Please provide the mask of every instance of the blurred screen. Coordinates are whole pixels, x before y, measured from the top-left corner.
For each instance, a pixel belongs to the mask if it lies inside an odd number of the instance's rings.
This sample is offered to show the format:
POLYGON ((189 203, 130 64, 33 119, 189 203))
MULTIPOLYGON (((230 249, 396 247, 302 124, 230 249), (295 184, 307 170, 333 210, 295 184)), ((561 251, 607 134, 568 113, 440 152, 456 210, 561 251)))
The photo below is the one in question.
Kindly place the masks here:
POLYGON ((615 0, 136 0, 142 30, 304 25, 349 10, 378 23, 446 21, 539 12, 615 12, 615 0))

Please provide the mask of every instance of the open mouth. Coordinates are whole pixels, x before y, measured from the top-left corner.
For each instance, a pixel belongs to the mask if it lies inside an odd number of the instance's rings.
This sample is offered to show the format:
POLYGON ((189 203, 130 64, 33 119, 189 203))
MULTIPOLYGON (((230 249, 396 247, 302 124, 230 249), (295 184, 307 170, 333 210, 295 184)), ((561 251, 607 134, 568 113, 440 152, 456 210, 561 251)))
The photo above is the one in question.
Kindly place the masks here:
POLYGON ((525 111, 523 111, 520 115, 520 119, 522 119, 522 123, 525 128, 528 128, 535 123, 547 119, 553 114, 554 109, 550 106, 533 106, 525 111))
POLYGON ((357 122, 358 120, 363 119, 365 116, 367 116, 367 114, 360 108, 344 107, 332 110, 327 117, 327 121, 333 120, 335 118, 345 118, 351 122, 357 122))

* _WHAT YOU NEED TO DO_
Output each record exactly, leaving nothing out.

* _FINISHED TASK_
Please provide the mask of every instance of the blurred screen. Coordinates are whole pixels, x before y, measured from the top-left corner.
For each instance, a pixel belongs to the mask if it lies inside an odd number of the instance's rings.
This sample is offered to show the format:
POLYGON ((189 203, 130 64, 33 119, 189 203))
MULTIPOLYGON (((230 249, 396 247, 302 124, 230 249), (295 184, 307 170, 333 210, 295 184)), ((561 251, 607 134, 568 113, 440 152, 456 210, 561 251)))
The photo below is the one in question.
Kindly place the masks here:
POLYGON ((615 0, 136 0, 142 30, 304 25, 349 10, 378 23, 446 21, 539 12, 615 12, 615 0))

Please provide the mask of every instance of the open mouth. Coordinates are whole pixels, x before y, measured from the top-left corner.
For each instance, a pixel belongs to the mask if it lies inside an odd number of the instance's rings.
This sample is offered to show the format:
POLYGON ((189 203, 130 64, 33 119, 189 203))
MULTIPOLYGON (((230 249, 396 247, 302 124, 230 249), (295 184, 307 170, 333 210, 295 184)), ((561 251, 607 134, 568 113, 440 152, 456 210, 561 251)))
The photo above is the one in question.
Kindly place the masks here:
POLYGON ((525 111, 523 111, 520 115, 520 119, 522 119, 522 123, 525 128, 528 128, 535 123, 547 119, 553 114, 554 109, 550 106, 533 106, 525 111))
POLYGON ((357 122, 358 120, 363 119, 365 116, 367 116, 367 114, 360 108, 344 107, 332 110, 327 117, 327 121, 333 120, 335 118, 345 118, 351 122, 357 122))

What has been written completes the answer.